**ACTIVITY**
Where does the word "player" appear in the data? Copy every line that holds it.

Image-backed grounding data
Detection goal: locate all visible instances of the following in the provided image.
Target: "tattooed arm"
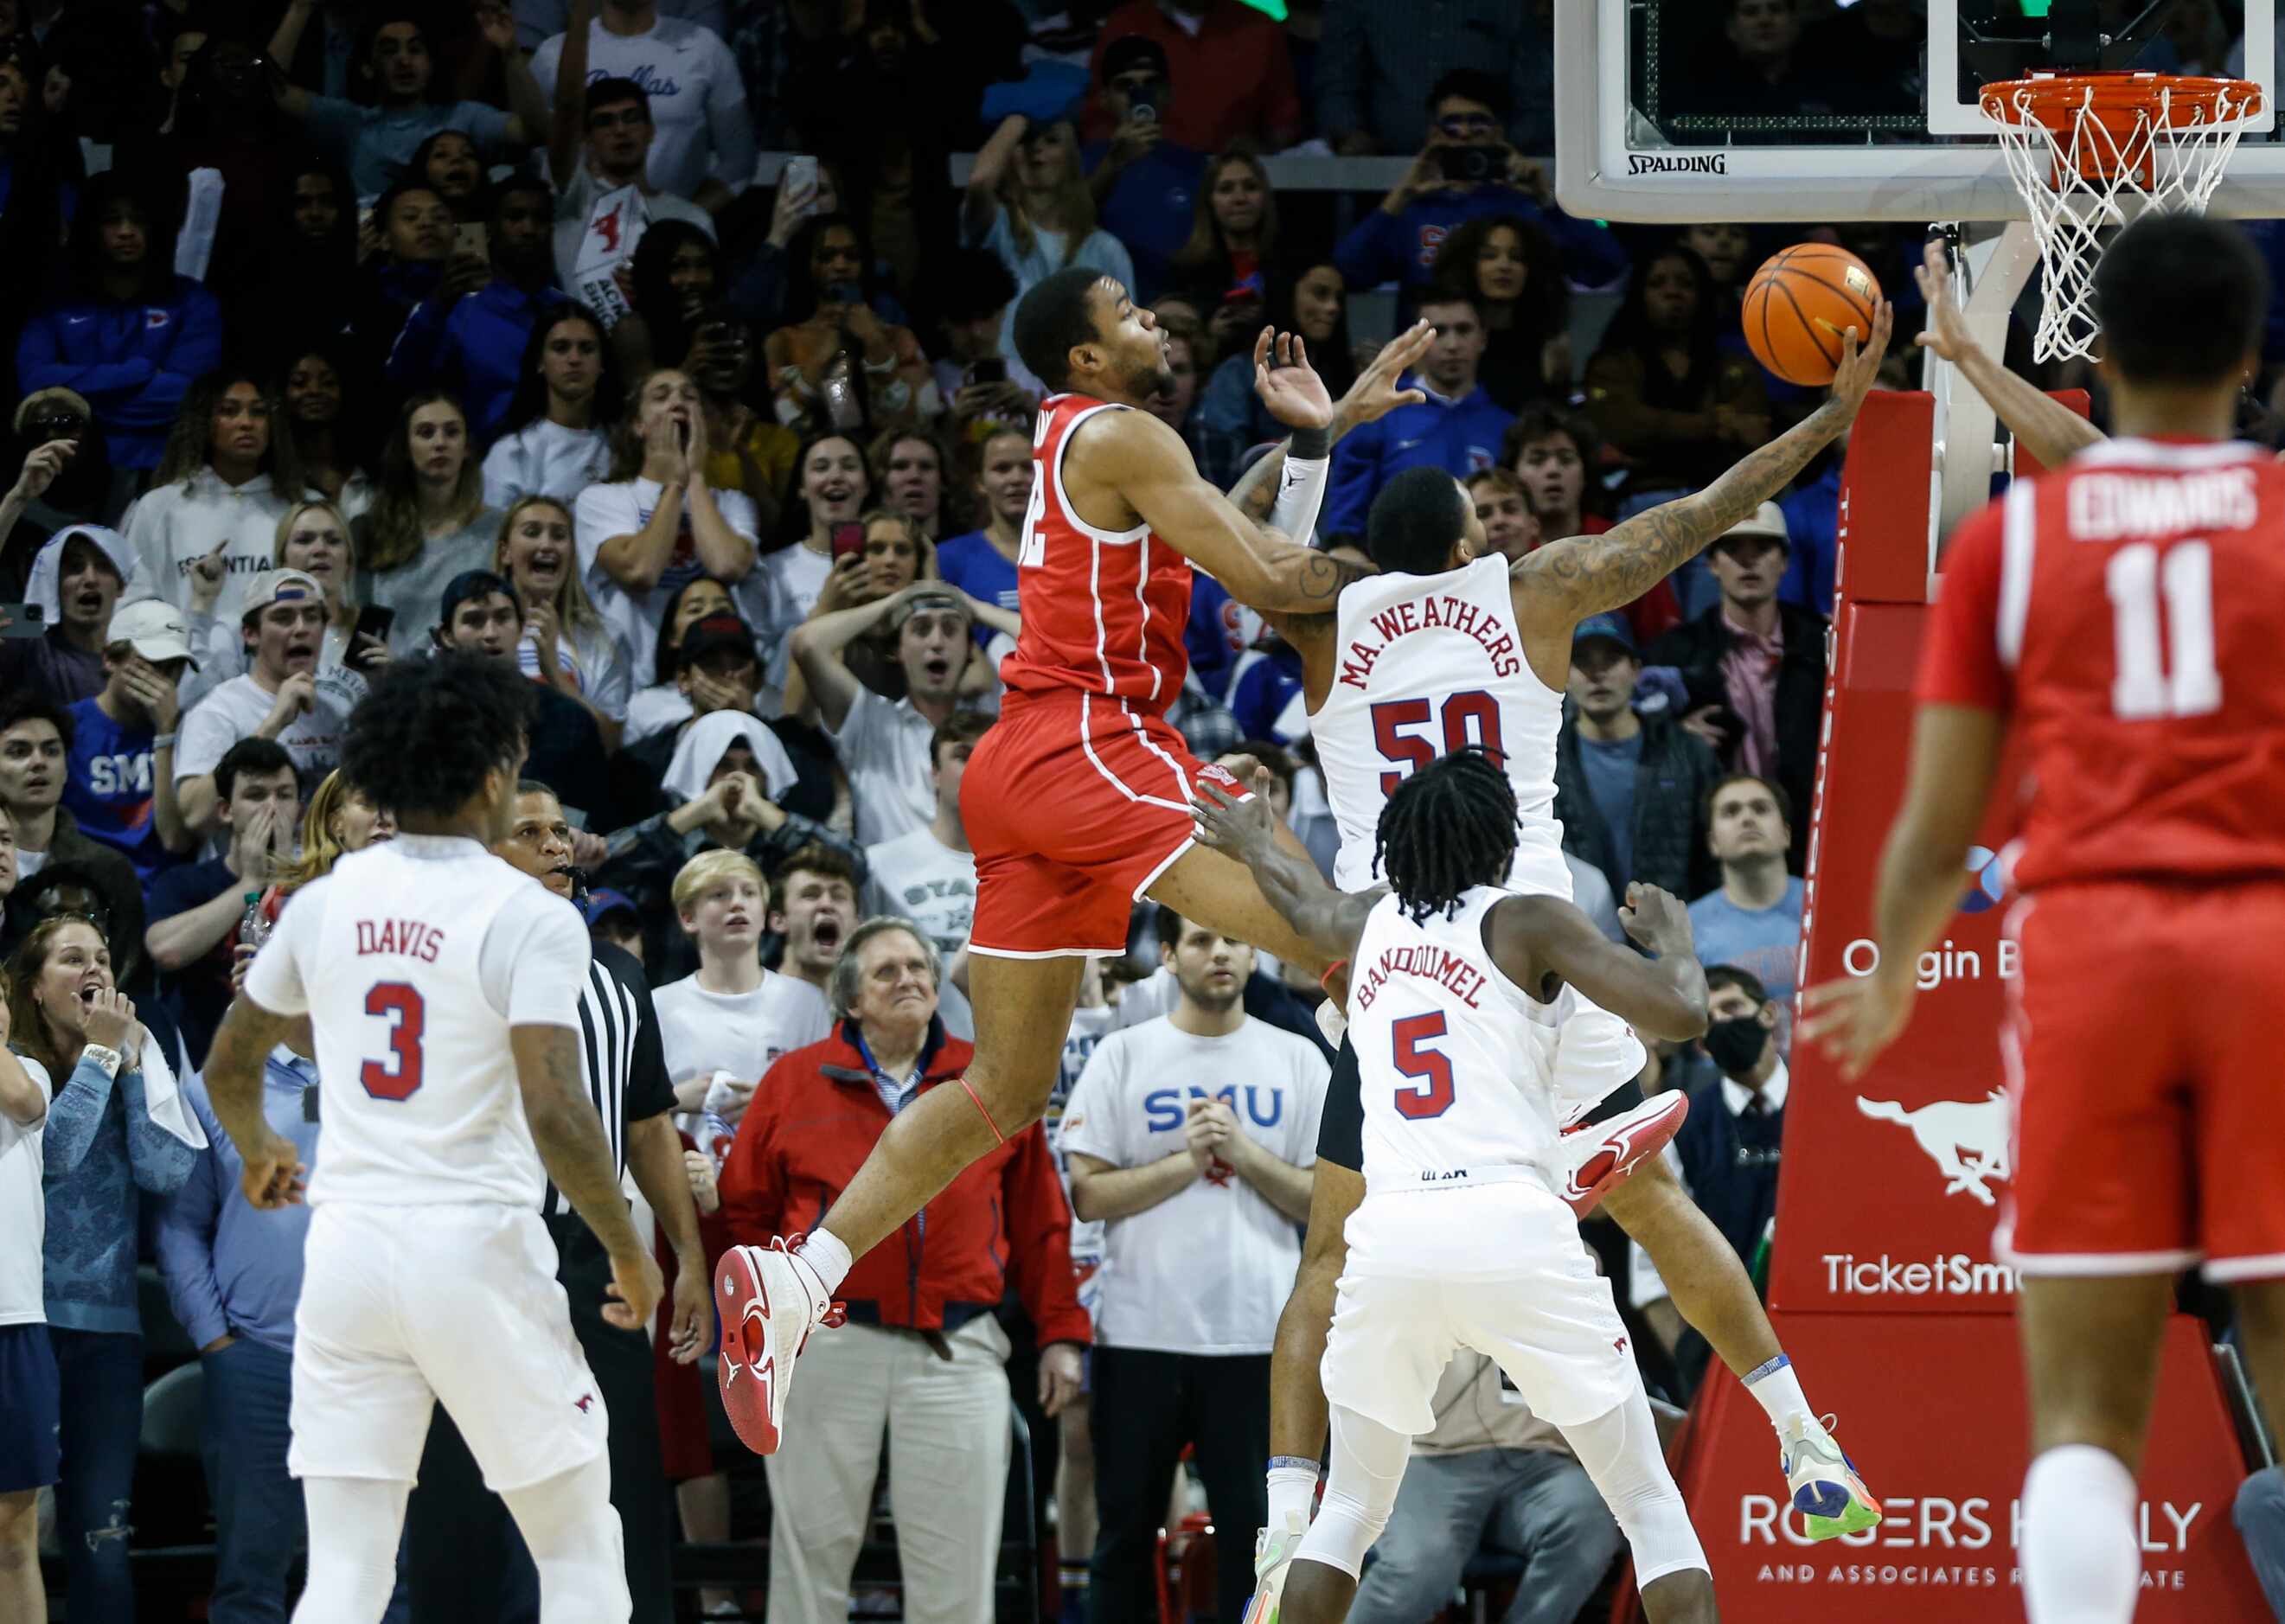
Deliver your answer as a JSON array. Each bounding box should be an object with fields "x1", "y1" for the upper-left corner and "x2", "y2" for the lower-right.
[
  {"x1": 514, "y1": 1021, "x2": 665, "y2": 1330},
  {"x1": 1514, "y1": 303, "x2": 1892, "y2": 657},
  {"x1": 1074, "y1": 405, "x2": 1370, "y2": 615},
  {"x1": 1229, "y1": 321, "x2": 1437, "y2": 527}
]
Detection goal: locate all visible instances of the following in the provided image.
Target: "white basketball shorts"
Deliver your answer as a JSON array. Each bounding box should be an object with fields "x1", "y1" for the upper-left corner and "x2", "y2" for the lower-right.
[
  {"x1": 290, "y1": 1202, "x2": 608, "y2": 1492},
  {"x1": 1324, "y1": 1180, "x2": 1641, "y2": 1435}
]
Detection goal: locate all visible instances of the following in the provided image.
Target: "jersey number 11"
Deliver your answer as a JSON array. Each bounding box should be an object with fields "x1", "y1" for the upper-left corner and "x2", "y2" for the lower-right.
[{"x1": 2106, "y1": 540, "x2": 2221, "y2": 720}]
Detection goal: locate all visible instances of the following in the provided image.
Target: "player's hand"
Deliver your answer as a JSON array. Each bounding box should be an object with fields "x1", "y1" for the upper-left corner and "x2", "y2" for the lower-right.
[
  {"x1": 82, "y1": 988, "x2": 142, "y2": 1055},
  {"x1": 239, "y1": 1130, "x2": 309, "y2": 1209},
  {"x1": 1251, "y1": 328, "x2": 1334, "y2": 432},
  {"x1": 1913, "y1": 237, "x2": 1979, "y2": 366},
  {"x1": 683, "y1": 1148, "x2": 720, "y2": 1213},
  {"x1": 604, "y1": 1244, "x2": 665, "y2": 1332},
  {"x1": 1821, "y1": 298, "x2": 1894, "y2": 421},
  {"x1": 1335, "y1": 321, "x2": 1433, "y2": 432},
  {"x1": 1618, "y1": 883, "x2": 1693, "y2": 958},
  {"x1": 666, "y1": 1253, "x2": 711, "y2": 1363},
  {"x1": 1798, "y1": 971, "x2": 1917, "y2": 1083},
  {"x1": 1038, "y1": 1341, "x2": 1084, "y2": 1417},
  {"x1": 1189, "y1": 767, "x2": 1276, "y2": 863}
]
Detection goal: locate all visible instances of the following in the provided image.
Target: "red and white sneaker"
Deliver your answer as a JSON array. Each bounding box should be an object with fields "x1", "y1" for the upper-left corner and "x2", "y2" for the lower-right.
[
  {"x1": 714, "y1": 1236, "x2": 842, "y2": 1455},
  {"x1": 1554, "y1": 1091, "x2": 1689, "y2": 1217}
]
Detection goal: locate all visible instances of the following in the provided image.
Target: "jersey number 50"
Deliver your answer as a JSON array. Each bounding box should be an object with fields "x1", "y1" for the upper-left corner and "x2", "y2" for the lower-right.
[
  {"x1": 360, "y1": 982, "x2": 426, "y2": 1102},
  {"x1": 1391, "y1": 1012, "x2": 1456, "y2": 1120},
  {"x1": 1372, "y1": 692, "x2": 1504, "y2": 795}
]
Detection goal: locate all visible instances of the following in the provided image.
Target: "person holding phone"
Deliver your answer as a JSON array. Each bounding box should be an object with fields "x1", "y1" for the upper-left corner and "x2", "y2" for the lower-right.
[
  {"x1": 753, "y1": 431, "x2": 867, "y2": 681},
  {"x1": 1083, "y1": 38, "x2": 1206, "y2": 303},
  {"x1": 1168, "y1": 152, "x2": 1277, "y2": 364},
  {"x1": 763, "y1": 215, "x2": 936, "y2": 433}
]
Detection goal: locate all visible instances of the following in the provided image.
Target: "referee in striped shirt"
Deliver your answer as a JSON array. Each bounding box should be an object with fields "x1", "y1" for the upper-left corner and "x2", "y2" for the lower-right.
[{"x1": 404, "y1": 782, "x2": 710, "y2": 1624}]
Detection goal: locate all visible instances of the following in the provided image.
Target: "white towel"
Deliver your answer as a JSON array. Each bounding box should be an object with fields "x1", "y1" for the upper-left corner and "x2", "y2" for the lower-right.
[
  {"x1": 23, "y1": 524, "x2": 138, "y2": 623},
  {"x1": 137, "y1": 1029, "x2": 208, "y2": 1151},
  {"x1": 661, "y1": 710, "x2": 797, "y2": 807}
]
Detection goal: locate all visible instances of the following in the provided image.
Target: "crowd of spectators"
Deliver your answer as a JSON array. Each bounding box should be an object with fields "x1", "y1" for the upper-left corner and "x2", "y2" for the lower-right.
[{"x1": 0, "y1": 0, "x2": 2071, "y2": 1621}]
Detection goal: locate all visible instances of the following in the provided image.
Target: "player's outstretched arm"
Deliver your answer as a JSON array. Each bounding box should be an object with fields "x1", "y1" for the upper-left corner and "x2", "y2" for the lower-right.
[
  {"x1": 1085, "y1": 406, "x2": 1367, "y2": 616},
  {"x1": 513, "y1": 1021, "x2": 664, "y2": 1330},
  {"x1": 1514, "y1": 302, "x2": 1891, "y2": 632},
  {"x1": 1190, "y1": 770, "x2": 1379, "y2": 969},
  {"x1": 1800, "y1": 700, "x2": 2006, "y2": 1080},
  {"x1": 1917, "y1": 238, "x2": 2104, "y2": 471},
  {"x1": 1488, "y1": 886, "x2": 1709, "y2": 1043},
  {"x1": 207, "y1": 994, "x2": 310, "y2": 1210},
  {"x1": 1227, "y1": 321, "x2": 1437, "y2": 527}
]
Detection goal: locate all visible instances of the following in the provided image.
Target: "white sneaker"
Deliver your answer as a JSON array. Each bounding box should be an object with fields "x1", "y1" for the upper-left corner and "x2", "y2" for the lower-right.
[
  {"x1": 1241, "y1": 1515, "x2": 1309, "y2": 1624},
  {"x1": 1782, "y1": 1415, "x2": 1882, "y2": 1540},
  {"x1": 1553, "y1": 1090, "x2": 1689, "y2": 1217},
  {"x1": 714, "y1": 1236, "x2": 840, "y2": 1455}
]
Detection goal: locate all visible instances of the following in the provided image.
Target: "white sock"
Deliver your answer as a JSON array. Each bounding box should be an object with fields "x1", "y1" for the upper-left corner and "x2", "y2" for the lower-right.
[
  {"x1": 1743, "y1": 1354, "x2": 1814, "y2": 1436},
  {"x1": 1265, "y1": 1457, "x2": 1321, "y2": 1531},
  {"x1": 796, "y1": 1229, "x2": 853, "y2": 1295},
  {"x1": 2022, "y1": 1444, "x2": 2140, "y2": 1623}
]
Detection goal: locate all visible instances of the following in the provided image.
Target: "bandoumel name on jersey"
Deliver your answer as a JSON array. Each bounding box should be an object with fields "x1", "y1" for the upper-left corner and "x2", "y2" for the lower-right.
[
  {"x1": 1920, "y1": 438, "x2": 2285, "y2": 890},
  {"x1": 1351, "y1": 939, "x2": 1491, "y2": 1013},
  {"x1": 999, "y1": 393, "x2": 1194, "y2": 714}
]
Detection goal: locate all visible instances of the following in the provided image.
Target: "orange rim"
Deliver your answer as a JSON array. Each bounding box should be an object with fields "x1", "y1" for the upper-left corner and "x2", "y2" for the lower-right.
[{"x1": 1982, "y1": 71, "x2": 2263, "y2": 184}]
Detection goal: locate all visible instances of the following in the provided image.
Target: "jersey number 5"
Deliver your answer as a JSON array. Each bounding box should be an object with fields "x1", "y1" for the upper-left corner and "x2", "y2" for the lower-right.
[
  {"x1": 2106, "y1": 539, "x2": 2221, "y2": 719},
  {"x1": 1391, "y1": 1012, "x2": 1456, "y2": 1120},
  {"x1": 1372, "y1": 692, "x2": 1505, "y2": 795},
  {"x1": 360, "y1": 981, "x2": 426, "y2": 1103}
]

**EXPECTED OUTPUT**
Target: "player's hand"
Target: "player's outstretched arm"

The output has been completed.